◆ STATED EXERCISE
Copy the records from the line containing "Point to the white cumulus" through the end of the records, both ends included, and keep every line in that span unchanged except the answer coordinates. Shift each answer coordinate by -28.

◆ TASK INPUT
------------------------------------------------------------
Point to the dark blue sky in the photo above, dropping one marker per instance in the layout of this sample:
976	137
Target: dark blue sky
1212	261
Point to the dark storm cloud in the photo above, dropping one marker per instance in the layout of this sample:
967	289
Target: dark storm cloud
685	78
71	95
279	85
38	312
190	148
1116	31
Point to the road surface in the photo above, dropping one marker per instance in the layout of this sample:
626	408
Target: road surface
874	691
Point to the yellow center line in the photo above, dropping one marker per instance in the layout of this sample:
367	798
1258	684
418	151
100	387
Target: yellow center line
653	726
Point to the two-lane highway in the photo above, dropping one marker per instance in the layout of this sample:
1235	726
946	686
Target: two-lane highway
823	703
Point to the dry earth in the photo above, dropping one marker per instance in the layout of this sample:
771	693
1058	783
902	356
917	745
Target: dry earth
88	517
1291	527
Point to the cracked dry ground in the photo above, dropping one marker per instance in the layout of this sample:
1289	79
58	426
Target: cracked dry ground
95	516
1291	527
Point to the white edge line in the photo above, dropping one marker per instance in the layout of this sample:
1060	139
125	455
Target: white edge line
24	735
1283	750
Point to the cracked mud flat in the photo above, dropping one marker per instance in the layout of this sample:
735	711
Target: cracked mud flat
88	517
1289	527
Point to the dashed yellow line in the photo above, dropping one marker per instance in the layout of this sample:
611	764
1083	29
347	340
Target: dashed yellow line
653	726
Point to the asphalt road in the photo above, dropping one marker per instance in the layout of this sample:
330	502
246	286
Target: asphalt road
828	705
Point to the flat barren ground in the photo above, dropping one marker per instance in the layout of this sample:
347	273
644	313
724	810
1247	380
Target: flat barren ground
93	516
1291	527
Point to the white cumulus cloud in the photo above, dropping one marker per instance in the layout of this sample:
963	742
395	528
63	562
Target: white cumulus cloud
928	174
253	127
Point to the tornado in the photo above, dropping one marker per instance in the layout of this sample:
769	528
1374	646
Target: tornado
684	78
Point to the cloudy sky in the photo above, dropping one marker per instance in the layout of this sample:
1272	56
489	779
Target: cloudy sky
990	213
------------------------------------------------------------
◆ PROBLEM SOLUTION
Point to the white cumulus cloud in the photo above, dropping one marker per instance in the layout of this sample:
963	742
395	528
63	562
Target: white cumulus cloud
900	146
225	99
Point to the tornado in the photo above, dropping one marker per instance in the layout of this sample:
769	528
1374	646
Target: tornado
656	50
Point to the cloudy sky in the photo above, dropping one marker per instance in the layout of this sample:
1272	56
489	779
Target: cloudy sky
962	185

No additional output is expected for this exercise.